GIVEN RECORDS:
<<<<
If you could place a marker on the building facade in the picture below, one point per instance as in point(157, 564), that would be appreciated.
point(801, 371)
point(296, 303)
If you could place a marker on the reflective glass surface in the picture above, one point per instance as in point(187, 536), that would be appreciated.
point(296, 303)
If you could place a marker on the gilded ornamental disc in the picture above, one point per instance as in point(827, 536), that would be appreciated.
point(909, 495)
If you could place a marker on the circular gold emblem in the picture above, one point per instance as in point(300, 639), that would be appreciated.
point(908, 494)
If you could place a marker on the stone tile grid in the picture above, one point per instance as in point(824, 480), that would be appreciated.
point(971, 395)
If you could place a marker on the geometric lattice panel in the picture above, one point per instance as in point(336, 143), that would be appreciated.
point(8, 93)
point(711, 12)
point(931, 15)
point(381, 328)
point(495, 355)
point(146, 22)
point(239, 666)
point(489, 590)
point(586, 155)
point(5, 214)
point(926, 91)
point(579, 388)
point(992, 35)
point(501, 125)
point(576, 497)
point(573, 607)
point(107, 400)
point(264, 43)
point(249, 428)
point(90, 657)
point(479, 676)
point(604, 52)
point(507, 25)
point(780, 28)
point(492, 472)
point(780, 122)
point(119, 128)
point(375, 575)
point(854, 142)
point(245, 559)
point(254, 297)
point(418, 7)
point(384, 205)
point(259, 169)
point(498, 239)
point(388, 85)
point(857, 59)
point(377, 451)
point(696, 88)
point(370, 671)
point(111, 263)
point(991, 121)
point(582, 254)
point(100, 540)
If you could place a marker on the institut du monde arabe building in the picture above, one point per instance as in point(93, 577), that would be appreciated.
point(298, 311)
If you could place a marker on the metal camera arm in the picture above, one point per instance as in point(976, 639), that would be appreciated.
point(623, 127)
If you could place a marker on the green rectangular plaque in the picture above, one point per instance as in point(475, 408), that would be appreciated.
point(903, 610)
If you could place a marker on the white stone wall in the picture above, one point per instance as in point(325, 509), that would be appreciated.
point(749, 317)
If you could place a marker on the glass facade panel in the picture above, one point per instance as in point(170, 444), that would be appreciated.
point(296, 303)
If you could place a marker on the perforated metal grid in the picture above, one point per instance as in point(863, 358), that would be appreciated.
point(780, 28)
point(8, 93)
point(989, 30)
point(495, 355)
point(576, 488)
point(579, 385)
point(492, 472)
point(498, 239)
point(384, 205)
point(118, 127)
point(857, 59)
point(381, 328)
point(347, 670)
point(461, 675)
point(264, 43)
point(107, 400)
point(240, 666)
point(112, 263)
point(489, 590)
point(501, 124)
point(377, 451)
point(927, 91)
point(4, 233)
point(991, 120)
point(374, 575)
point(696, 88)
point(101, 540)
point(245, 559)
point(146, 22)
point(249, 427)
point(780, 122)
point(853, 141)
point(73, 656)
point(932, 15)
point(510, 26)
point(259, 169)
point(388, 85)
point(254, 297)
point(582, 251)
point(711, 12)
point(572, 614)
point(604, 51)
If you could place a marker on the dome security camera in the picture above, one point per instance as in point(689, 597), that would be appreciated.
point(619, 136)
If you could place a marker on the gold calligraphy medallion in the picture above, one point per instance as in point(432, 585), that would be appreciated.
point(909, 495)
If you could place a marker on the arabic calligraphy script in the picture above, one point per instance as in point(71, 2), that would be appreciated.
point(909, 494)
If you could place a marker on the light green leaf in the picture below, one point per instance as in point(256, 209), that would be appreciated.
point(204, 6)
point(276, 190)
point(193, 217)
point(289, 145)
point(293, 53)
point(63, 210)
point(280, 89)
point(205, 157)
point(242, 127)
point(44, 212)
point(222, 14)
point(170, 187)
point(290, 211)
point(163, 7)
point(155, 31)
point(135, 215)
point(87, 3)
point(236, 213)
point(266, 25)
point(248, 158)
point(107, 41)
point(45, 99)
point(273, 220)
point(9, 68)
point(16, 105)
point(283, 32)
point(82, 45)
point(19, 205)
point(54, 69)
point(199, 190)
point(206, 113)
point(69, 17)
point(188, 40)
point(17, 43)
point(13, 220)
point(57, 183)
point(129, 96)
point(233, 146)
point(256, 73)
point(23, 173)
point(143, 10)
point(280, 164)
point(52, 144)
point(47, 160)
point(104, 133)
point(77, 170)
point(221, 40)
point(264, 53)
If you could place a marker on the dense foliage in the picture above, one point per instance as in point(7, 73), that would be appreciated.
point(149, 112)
>>>>
WHAT IS REQUIRED:
Restate the material exactly as given.

SOLUTION TO THIS TASK:
If you could place a marker on the building facade in the picture below, one point per instance as in point(157, 564), that would be appreciated.
point(801, 371)
point(296, 303)
If you could place a marker on the reflective glass surface in the picture above, one point per instance as in point(187, 536), that would be appreciated.
point(296, 303)
If you could place a marker on the gilded ornamental disc in the picture above, one point per instance as in point(827, 536), that would be appreciated.
point(909, 495)
If you could place a marker on the circular gold emblem in the picture above, one point per instance as in point(300, 639), that would be appreciated.
point(908, 494)
If you could place a marker on the stone tile grid in the picture above, one point per instance as in point(824, 480), that would be appreciated.
point(971, 395)
If you could place a marker on the geometric lattice panel in the picture above, one point per instance as in point(336, 143), that would be appreciated.
point(8, 93)
point(711, 12)
point(931, 15)
point(381, 328)
point(495, 355)
point(146, 22)
point(239, 666)
point(489, 590)
point(586, 155)
point(5, 214)
point(926, 91)
point(579, 388)
point(992, 35)
point(501, 125)
point(576, 497)
point(573, 607)
point(107, 400)
point(264, 43)
point(249, 428)
point(90, 657)
point(479, 676)
point(604, 52)
point(507, 25)
point(780, 28)
point(492, 472)
point(780, 122)
point(119, 128)
point(375, 575)
point(854, 142)
point(245, 559)
point(254, 297)
point(418, 7)
point(384, 205)
point(259, 169)
point(498, 239)
point(388, 85)
point(857, 59)
point(377, 451)
point(696, 88)
point(370, 671)
point(111, 263)
point(991, 121)
point(582, 254)
point(100, 540)
If you could place a marker on the institut du monde arabe building in the picture above, one point per instance as in point(93, 577), that would be appreciated.
point(298, 311)
If you could place a marker on the metal camera arm in the picture above, one point per instance as in point(976, 639), that would be appreciated.
point(623, 127)
If you could place a marker on the green rectangular plaque in the picture above, one point per instance as in point(475, 408), that would be appreciated.
point(903, 610)
If you could place a marker on the white stone wall in the picture above, one point per instance as in point(325, 509), that would be appreciated.
point(749, 317)
If you could place a marker on the glass facade panel in the picture above, one point per instance as in point(170, 444), that would be appreciated.
point(296, 303)
If you could place a marker on the perforated metal grid in the picture above, one point per instance as in point(863, 358), that would be appreciated.
point(780, 28)
point(8, 93)
point(989, 30)
point(495, 355)
point(576, 488)
point(579, 385)
point(492, 472)
point(498, 239)
point(384, 205)
point(118, 127)
point(857, 59)
point(381, 328)
point(347, 670)
point(461, 675)
point(264, 43)
point(107, 400)
point(240, 666)
point(112, 263)
point(489, 590)
point(501, 124)
point(377, 451)
point(927, 91)
point(4, 233)
point(991, 120)
point(374, 575)
point(696, 88)
point(101, 540)
point(245, 559)
point(146, 22)
point(249, 427)
point(780, 122)
point(853, 141)
point(73, 656)
point(932, 15)
point(510, 26)
point(259, 169)
point(388, 85)
point(254, 297)
point(582, 251)
point(711, 12)
point(572, 614)
point(604, 51)
If you could place a marker on the dome security camera in the picture above, one point per instance as in point(689, 597), that would be appreciated.
point(619, 136)
If you could place a marker on the gold calligraphy medallion in the picture above, one point per instance as in point(432, 585), that would be appreciated.
point(909, 495)
If you could place a marker on the arabic calligraphy script in the picture above, one point per instance as in point(71, 2), that would be appreciated.
point(909, 494)
If you could place a marker on the light green leaf in the picture below, one point per instance as in point(256, 209), that would be appreciated.
point(204, 6)
point(276, 190)
point(193, 217)
point(289, 145)
point(293, 53)
point(63, 210)
point(280, 89)
point(205, 157)
point(242, 127)
point(44, 212)
point(222, 14)
point(170, 187)
point(290, 211)
point(163, 7)
point(155, 31)
point(135, 215)
point(87, 3)
point(236, 213)
point(266, 25)
point(248, 158)
point(107, 41)
point(45, 99)
point(273, 220)
point(9, 68)
point(16, 105)
point(283, 32)
point(82, 45)
point(19, 205)
point(54, 69)
point(199, 190)
point(206, 113)
point(69, 17)
point(188, 40)
point(17, 43)
point(13, 220)
point(57, 183)
point(129, 96)
point(233, 146)
point(256, 73)
point(23, 173)
point(143, 10)
point(280, 164)
point(52, 144)
point(47, 160)
point(104, 133)
point(77, 170)
point(221, 40)
point(264, 53)
If you could place a marker on the dense foliage in the picture above, one point per instance as in point(7, 73), that would be appreciated.
point(149, 112)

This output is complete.